**REQUEST:** Starting with the line that contains "Return a point for each instance of the watch", copy every line through the end of the data below, exactly and with nothing added.

**DATA SHOWN:**
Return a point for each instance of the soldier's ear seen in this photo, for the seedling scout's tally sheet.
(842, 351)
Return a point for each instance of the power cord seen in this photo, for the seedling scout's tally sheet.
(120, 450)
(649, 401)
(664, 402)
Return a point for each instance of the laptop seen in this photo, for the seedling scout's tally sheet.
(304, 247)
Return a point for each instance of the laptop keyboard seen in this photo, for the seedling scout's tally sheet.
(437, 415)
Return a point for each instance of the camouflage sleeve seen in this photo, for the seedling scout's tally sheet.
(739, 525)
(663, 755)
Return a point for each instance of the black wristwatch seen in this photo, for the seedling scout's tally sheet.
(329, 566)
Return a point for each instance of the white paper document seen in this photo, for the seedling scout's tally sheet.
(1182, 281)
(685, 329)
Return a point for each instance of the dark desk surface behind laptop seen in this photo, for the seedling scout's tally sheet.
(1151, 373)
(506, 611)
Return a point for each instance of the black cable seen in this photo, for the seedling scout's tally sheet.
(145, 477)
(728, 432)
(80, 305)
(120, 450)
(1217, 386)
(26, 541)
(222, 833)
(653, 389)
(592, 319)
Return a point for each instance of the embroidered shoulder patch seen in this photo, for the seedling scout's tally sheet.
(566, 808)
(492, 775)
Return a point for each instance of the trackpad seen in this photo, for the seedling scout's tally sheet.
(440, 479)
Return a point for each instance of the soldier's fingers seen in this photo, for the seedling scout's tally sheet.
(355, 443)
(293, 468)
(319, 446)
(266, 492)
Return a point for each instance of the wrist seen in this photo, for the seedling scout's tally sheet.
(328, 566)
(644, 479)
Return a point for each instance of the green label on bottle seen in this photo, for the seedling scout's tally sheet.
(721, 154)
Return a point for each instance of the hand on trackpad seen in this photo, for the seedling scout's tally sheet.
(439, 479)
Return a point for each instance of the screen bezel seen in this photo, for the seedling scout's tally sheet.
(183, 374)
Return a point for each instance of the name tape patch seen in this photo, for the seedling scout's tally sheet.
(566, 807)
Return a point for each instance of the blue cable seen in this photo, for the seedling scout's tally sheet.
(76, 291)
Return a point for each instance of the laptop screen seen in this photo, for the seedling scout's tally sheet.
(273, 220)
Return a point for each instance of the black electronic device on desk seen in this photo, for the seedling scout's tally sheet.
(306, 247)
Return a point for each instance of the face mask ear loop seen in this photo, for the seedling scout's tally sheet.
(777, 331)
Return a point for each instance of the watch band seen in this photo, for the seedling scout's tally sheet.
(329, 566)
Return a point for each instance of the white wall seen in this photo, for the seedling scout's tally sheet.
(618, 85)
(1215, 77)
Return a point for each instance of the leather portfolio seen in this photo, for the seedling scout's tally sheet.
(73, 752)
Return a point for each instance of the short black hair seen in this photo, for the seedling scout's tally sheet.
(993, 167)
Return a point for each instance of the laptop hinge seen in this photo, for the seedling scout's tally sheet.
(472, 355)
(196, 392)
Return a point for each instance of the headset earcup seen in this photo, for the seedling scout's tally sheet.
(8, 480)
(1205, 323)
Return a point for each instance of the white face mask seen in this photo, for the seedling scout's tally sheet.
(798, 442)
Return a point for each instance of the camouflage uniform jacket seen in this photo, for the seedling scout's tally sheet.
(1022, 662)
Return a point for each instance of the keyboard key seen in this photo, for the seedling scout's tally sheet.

**COMPLETE ANSWER:**
Return a point for each instance of the watch band seen in this photo, for the seedling scout's tally sheet.
(329, 566)
Return a point for each instance of the white wall seen in this photo, for the seedling scout's tally sheet.
(618, 85)
(1215, 77)
Return a point for each instance of the leather portfolio seen in this photo, for the seedling scout's tally sheet.
(73, 752)
Return a point for each instance of the short black hair seen in this photo, for the seedling scout's tally sheet.
(993, 167)
Return a point for each instance of the laptop hinge seen in this photo, for the seedling scout's tally sheet.
(472, 355)
(196, 392)
Return a point for each instance of the headset earcup seen in this photo, for the seedling scout's tally sheet.
(8, 480)
(1205, 323)
Return a point for each instance of the white face mask seen in this photo, for the seedling scout's tally sheet.
(798, 442)
Return a point for each instance of the camouflage uniform jacket seen in this photo, for the seedling scout's tally sheet.
(1022, 662)
Return a point for each instance of the keyboard key seen in this photo, for the seedling scout's tally sheet.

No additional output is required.